Exercise description
Copy exactly the lines from the "Where can you find the neighboring" line to the end, both included, and nothing else.

Stored records
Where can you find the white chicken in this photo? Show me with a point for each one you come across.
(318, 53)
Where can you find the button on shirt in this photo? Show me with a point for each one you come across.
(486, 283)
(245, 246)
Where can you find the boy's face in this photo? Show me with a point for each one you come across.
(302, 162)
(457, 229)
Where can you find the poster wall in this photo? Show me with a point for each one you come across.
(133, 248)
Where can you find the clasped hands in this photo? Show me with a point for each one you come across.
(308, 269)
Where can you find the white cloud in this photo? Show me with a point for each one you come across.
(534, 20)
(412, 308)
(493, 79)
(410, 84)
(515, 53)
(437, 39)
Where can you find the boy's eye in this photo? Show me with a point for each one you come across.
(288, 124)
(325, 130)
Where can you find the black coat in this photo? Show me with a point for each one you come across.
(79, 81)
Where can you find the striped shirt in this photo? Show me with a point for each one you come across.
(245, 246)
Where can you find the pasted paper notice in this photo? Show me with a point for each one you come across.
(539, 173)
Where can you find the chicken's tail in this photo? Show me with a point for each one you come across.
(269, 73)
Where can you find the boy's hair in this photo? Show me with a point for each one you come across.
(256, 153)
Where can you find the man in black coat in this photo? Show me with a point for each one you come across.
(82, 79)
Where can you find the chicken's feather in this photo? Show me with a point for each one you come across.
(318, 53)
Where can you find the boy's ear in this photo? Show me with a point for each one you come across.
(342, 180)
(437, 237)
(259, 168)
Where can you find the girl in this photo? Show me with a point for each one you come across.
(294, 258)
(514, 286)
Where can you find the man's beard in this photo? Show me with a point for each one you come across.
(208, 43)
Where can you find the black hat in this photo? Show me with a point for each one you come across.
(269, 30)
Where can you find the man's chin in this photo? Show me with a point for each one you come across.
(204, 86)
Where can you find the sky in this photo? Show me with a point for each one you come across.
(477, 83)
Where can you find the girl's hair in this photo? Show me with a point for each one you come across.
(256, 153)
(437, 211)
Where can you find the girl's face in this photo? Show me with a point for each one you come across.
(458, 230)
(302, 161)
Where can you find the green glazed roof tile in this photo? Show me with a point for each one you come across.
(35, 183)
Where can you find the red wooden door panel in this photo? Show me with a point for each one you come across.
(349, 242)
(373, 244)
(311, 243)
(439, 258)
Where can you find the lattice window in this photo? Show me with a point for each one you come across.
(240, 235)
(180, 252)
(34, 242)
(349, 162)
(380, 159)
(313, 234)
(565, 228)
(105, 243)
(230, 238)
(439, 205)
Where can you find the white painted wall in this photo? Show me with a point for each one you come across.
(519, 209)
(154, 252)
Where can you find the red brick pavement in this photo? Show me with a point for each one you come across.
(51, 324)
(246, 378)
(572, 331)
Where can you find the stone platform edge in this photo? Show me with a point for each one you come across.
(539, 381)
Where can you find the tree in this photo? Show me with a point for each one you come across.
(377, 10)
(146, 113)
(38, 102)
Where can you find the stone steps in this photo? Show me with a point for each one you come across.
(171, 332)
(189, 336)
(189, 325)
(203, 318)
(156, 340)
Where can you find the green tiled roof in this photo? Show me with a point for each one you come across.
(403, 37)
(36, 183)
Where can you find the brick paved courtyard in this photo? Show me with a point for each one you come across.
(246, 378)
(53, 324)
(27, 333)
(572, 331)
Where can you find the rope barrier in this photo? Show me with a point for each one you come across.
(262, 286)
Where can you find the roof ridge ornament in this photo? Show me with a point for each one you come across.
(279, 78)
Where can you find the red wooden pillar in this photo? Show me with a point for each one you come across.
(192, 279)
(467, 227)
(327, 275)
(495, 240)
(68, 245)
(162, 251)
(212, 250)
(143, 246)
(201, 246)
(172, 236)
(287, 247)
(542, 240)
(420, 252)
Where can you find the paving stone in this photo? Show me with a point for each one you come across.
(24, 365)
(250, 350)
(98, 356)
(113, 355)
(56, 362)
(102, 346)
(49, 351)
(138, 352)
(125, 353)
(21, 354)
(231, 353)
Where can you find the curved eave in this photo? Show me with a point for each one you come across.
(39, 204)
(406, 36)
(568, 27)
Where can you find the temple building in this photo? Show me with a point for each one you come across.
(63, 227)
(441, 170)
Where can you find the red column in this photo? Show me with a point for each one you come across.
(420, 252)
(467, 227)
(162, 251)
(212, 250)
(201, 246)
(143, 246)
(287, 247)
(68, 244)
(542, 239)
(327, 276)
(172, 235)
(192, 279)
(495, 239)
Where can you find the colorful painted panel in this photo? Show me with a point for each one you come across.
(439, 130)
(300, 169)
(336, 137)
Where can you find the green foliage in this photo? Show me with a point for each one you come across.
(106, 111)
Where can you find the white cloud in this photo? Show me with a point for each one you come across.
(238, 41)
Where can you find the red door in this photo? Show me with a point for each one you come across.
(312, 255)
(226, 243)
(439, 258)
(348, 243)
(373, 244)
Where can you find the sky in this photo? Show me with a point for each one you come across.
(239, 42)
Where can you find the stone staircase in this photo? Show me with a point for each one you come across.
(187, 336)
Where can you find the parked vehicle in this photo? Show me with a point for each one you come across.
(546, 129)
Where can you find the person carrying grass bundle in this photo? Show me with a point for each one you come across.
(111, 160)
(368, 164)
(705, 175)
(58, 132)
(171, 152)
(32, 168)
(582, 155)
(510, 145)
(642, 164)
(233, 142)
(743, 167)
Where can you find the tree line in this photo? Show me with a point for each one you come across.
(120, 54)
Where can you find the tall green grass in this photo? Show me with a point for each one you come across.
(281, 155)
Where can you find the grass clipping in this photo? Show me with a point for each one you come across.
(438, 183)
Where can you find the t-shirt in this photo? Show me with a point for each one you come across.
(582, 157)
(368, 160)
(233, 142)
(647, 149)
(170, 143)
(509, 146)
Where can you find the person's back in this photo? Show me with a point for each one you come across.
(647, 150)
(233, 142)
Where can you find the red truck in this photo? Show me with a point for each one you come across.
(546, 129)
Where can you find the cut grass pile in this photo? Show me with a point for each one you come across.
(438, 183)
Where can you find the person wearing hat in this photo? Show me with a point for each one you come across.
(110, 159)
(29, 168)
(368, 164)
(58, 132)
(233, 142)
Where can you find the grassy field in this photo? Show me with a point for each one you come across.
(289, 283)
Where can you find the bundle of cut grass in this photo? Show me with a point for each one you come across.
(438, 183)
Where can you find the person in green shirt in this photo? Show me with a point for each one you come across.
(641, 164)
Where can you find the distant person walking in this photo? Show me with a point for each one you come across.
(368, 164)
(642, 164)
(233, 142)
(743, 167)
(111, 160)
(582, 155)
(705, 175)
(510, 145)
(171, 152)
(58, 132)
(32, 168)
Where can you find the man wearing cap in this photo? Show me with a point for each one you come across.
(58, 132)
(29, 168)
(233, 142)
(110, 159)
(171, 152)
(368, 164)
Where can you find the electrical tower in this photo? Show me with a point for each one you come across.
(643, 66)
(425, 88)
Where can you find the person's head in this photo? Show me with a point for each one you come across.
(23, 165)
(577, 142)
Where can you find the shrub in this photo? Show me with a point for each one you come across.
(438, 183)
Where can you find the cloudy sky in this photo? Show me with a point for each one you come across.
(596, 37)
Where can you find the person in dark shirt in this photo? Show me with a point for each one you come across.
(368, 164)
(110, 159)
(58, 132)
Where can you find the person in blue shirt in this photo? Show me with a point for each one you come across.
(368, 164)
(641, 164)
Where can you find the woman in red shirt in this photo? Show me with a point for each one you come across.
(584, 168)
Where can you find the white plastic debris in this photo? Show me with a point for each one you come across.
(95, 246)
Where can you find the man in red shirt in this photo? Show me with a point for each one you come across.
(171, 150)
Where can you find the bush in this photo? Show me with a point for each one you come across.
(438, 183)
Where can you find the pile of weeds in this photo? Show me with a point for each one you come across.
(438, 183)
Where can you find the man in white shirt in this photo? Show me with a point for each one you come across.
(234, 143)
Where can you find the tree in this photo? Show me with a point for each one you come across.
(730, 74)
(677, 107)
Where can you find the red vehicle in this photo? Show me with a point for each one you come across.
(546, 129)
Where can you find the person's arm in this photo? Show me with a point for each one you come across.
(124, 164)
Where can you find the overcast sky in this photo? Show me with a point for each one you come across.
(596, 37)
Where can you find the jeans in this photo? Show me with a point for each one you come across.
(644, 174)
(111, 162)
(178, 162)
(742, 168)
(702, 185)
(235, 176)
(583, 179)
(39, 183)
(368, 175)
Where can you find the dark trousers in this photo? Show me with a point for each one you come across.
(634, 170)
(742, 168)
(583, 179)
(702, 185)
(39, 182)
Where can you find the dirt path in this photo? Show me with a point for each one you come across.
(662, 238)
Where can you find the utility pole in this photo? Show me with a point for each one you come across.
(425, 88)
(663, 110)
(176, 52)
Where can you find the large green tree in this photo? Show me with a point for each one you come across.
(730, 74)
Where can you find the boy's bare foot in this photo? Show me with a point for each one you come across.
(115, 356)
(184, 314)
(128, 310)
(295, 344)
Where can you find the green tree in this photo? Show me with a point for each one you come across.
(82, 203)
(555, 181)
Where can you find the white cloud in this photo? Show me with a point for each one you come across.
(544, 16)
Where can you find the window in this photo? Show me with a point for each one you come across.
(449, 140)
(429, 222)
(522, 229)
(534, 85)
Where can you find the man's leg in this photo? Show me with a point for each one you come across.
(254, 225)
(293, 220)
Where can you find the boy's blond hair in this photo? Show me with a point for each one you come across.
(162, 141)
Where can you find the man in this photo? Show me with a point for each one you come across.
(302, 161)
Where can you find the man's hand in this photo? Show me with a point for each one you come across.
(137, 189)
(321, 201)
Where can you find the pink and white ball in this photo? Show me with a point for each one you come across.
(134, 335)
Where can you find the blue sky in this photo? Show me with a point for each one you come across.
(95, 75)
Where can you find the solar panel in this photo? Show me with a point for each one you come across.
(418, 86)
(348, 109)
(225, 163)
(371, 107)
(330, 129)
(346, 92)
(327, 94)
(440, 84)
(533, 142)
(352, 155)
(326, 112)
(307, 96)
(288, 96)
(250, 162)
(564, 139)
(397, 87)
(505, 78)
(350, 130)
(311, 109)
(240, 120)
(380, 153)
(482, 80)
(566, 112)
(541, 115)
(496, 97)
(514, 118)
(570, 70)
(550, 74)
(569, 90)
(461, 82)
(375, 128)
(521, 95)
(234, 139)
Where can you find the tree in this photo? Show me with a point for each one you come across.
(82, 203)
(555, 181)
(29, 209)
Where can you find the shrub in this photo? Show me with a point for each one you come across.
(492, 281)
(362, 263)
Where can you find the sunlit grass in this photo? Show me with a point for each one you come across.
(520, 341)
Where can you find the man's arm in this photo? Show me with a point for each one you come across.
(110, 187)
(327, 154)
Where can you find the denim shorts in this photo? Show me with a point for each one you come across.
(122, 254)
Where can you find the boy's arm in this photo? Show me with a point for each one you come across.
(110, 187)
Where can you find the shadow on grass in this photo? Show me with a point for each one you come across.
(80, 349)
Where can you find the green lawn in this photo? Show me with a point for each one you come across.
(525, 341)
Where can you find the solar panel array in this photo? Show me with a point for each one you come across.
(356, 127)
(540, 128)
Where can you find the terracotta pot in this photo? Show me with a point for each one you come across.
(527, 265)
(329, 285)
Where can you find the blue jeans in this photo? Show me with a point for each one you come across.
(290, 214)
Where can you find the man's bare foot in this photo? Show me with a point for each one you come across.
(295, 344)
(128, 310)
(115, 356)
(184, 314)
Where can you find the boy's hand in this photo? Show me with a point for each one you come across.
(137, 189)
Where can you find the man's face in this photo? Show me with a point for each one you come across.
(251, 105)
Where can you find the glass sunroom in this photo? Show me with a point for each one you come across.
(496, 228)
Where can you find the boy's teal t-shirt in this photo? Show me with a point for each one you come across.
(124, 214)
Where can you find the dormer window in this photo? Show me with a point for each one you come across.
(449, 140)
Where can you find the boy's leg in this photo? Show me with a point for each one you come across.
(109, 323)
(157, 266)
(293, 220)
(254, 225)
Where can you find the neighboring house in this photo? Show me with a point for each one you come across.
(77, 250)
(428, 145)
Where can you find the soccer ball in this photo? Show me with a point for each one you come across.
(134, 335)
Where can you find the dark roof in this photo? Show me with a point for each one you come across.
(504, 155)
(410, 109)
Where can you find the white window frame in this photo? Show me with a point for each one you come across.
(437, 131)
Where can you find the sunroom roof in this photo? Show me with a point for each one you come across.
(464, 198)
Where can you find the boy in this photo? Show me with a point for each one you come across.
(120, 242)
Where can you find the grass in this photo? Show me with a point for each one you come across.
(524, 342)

The answer
Where can you find the neighboring house in this photo? Show me with a point for each one you come across.
(77, 250)
(428, 145)
Where can you find the soccer ball in this photo? Show me with a point for each one you come across.
(134, 335)
Where can you find the dark roof in this photo? Show me with a point for each one you come across.
(504, 155)
(410, 109)
Where can you find the white window frame in this photo? Show me with a point for each one you come across.
(437, 131)
Where can you find the sunroom roof in this photo? Show me with a point for each one you come across.
(464, 198)
Where can you find the boy in this photo? Show me with a point for each one you come across.
(120, 242)
Where can you find the grass in this photo? Show me with a point for each one you come across.
(524, 342)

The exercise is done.